### DATA LINES:
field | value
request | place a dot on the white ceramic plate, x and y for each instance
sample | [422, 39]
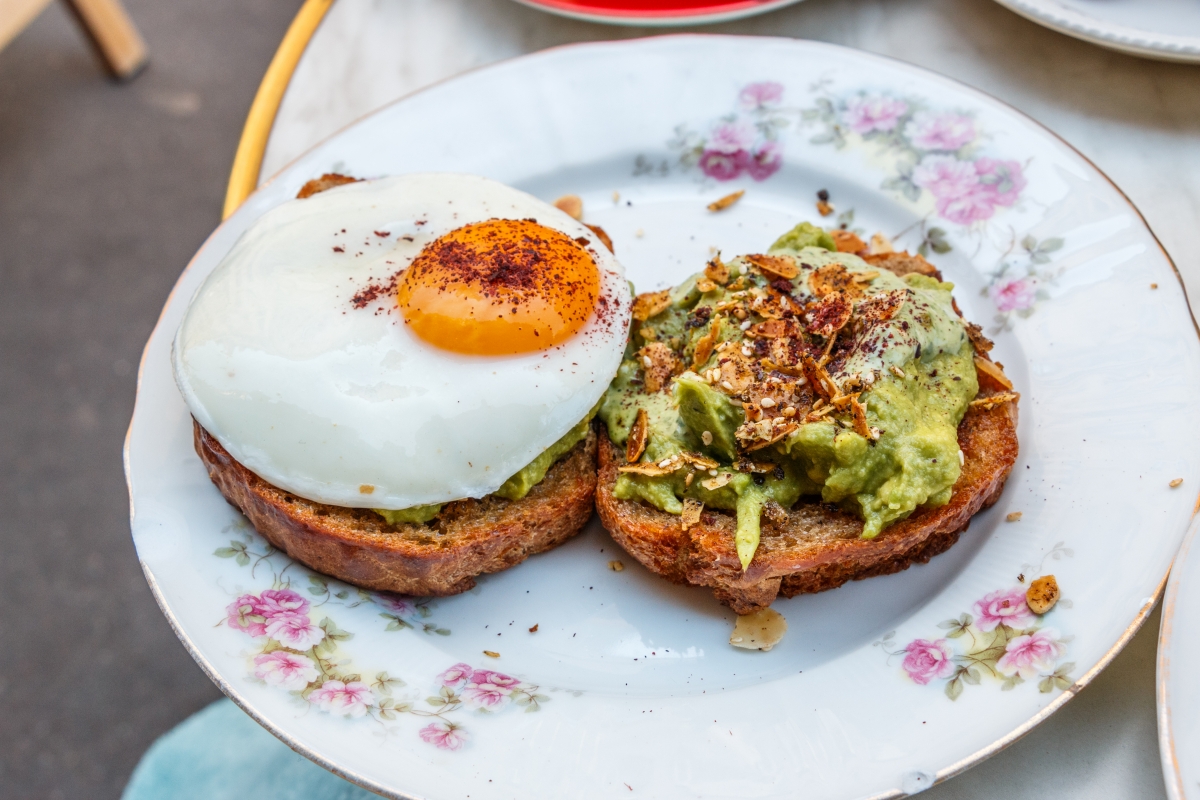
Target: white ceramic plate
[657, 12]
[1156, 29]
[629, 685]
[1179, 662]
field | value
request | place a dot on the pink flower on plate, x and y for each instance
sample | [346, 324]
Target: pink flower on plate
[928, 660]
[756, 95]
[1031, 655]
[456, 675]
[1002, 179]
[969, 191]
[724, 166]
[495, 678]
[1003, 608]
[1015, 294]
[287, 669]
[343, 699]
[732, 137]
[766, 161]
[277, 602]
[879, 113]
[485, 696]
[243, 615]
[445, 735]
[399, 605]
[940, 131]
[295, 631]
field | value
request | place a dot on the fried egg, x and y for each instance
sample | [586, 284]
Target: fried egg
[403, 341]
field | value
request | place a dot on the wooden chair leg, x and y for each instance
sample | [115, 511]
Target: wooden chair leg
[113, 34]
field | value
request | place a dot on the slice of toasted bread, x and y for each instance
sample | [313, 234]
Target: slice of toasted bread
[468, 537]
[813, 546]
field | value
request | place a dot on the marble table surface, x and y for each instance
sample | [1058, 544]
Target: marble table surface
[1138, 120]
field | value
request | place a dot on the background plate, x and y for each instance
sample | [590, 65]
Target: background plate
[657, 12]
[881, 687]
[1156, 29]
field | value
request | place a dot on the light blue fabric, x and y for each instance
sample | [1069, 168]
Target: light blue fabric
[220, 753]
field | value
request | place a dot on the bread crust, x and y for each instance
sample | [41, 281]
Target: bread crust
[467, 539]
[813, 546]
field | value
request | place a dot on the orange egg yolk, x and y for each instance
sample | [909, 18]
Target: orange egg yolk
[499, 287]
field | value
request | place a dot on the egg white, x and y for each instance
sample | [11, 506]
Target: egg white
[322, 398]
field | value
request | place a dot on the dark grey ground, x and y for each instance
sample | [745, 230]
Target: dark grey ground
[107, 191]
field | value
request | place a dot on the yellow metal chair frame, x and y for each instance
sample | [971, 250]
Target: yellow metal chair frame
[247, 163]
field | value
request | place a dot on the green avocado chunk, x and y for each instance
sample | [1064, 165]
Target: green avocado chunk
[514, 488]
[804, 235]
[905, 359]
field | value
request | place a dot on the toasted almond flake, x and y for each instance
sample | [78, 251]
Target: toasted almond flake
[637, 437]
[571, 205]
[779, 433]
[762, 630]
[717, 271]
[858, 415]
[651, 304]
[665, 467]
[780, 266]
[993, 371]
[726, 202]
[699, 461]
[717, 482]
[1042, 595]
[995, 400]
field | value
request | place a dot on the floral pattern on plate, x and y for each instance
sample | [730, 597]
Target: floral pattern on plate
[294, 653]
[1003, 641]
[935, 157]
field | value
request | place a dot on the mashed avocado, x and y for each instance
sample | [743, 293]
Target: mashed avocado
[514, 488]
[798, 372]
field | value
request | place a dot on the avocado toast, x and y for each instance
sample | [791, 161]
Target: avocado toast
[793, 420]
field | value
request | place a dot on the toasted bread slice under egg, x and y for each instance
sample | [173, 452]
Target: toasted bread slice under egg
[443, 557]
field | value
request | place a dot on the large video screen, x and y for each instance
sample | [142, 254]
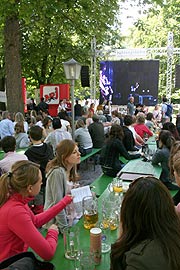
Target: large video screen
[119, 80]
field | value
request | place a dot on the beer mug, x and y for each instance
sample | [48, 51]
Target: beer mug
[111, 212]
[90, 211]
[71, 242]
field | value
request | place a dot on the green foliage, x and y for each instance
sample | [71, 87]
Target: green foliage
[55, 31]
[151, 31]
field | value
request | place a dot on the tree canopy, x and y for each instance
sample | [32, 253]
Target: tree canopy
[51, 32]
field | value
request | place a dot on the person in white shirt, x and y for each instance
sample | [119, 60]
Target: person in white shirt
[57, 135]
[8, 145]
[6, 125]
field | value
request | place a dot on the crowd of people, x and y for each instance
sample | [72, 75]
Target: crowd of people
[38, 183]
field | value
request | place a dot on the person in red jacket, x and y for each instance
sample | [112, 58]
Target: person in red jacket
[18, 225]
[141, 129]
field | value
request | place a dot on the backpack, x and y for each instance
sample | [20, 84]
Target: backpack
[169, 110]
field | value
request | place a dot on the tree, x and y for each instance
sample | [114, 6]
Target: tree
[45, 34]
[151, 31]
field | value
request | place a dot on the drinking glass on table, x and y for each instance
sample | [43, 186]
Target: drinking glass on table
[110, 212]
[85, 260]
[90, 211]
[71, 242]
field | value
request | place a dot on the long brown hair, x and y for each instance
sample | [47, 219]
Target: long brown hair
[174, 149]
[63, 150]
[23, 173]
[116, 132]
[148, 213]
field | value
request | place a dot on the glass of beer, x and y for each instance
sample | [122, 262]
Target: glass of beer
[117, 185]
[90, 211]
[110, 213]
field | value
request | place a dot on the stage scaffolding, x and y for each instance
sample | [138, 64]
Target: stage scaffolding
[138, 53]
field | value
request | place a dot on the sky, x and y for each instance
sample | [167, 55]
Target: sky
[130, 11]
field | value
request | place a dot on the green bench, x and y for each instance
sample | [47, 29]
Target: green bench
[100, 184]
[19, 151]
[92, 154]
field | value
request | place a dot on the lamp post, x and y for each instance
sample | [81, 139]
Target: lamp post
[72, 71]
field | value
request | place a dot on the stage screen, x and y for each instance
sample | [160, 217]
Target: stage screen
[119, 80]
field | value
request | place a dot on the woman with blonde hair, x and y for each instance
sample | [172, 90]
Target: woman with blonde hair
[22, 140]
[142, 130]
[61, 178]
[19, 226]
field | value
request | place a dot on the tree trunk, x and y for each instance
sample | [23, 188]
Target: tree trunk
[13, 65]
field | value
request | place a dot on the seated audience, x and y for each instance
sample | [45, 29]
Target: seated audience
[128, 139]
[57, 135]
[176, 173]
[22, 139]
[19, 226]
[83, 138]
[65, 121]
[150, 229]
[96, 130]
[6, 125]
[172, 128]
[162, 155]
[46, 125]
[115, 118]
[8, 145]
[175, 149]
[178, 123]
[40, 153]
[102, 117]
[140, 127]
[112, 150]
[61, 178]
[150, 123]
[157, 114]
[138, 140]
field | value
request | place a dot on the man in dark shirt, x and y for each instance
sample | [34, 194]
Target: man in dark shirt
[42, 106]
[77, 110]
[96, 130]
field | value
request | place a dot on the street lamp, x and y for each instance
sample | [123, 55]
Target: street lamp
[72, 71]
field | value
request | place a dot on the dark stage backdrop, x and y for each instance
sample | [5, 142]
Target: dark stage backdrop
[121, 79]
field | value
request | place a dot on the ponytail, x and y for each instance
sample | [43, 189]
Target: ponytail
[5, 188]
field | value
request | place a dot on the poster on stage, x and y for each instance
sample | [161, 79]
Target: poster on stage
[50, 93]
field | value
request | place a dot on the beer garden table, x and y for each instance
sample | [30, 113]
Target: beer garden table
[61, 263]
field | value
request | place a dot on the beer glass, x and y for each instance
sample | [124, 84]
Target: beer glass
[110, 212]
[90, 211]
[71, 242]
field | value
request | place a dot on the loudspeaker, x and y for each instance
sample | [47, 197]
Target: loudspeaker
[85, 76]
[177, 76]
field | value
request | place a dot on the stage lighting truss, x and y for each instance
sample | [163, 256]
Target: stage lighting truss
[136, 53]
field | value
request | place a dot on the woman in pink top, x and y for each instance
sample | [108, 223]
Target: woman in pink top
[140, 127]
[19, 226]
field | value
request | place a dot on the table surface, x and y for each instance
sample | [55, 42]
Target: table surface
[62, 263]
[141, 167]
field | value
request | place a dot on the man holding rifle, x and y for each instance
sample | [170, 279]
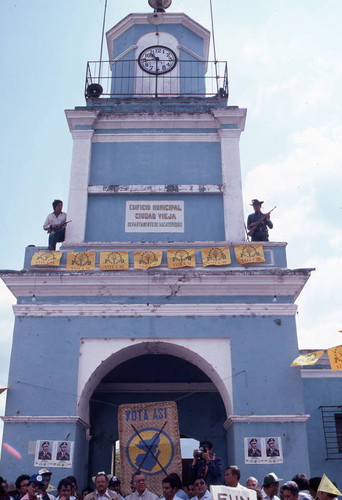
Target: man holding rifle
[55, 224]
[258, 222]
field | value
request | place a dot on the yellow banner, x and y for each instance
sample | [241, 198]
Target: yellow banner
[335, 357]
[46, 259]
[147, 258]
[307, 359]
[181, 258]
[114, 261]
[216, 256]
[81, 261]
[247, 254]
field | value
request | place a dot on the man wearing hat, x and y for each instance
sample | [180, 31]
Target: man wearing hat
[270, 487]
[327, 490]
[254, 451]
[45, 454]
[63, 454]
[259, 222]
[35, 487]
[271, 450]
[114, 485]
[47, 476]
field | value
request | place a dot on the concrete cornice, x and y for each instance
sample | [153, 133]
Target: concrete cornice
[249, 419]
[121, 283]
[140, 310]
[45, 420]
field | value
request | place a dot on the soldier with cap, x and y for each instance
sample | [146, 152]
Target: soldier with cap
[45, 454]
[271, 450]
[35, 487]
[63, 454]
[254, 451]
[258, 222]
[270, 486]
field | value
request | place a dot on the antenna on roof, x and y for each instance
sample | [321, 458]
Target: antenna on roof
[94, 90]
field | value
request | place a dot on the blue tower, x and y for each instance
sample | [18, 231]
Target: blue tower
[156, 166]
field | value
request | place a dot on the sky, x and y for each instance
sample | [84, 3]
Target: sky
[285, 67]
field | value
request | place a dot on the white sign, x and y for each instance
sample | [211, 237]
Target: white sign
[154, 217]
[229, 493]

...

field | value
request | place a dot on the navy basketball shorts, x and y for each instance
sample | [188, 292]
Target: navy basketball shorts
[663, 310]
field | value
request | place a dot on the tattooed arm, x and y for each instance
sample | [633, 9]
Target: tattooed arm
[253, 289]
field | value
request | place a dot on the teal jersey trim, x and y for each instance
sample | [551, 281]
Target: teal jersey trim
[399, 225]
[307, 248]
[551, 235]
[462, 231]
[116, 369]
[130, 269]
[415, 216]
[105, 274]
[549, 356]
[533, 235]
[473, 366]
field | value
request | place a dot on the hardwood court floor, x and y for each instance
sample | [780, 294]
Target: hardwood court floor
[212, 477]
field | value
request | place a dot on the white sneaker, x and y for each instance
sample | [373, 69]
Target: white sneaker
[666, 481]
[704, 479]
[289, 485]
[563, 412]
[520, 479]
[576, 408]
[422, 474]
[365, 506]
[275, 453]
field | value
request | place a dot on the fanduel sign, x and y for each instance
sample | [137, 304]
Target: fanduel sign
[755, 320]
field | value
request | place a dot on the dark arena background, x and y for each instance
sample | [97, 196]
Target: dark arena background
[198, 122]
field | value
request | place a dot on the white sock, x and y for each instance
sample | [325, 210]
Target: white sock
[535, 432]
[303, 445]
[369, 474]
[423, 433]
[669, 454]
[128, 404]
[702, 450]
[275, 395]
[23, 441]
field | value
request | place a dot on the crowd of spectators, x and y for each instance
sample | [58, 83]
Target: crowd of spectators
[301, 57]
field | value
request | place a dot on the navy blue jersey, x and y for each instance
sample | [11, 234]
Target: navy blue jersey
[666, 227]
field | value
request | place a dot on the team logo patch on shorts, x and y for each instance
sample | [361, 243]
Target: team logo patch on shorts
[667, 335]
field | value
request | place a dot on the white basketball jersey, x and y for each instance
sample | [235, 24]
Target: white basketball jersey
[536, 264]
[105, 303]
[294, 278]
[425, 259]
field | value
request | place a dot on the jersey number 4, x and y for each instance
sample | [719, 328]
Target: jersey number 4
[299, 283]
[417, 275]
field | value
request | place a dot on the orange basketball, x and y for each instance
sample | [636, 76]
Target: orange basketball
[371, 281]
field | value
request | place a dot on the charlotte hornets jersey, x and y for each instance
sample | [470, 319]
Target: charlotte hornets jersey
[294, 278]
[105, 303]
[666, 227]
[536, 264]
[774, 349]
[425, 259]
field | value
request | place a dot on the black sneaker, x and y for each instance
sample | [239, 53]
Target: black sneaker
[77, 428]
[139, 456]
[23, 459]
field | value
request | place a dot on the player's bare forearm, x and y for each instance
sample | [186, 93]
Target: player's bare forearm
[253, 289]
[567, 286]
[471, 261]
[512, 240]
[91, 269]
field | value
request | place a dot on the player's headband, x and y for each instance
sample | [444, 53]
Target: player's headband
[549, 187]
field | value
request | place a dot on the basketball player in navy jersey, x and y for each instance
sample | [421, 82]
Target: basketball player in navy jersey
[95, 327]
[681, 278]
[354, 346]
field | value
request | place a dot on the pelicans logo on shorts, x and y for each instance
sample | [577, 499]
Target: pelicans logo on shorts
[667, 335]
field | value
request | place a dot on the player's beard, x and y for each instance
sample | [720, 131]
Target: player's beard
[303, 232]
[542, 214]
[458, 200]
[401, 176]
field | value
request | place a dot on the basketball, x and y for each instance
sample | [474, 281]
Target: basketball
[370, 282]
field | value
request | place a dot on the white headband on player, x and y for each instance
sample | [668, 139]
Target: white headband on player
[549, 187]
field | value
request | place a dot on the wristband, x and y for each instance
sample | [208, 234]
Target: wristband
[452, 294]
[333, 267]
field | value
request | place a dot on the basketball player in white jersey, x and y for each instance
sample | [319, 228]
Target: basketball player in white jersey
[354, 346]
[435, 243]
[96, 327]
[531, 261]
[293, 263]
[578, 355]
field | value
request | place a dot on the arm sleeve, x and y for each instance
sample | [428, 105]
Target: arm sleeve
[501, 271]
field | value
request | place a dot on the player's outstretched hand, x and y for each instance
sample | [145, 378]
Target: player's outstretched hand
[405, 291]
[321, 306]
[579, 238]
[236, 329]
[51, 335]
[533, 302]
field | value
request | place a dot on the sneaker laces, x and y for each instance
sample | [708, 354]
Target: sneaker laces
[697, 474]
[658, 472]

* * *

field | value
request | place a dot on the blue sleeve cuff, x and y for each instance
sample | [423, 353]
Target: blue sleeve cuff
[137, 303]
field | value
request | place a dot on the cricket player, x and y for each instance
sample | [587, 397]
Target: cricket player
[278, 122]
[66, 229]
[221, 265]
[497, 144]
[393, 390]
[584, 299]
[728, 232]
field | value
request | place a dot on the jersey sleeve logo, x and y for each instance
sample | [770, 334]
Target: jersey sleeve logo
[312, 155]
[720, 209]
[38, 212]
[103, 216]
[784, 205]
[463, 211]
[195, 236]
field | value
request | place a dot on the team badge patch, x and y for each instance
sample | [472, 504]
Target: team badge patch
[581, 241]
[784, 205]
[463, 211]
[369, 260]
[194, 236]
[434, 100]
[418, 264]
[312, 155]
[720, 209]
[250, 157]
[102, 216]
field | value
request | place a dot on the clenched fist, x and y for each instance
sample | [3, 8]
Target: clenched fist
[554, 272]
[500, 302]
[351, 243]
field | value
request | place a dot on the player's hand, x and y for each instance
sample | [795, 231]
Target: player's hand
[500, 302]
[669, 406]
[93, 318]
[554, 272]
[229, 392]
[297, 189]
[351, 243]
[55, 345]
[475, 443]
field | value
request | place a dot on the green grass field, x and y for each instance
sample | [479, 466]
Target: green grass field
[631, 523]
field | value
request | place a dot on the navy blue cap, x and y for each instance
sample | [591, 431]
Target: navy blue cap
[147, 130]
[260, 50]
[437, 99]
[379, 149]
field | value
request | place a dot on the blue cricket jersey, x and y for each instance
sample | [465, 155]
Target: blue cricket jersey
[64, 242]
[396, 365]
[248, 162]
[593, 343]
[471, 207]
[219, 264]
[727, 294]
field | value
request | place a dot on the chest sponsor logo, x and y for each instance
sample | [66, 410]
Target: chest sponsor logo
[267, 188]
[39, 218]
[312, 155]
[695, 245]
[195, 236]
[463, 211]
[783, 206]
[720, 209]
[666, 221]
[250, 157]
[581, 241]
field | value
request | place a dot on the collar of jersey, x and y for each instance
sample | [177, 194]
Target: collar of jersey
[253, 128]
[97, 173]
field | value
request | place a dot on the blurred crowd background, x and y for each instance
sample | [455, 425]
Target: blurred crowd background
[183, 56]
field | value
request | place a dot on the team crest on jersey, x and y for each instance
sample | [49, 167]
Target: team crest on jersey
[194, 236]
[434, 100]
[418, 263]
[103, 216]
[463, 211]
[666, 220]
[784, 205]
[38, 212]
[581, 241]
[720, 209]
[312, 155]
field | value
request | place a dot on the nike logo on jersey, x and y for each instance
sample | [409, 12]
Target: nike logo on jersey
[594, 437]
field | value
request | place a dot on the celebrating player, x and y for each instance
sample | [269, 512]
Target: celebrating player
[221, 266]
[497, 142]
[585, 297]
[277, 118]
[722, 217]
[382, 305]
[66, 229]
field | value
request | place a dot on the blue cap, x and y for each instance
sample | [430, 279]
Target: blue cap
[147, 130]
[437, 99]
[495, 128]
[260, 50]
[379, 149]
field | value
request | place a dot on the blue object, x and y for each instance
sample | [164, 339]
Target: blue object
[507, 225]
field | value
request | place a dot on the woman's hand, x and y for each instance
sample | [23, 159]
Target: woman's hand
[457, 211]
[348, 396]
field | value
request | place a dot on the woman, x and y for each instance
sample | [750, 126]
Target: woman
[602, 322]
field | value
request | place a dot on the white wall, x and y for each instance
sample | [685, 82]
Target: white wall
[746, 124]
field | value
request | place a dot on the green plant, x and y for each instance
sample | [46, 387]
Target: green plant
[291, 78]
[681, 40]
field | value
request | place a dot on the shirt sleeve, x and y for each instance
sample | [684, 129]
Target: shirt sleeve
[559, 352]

### WHAT TO PRODUCE:
Extract every line in the entries above that contains the string "street".

### WRITTEN SOLUTION:
request | place a dot on the street lamp, x and y for each instance
Target: street lamp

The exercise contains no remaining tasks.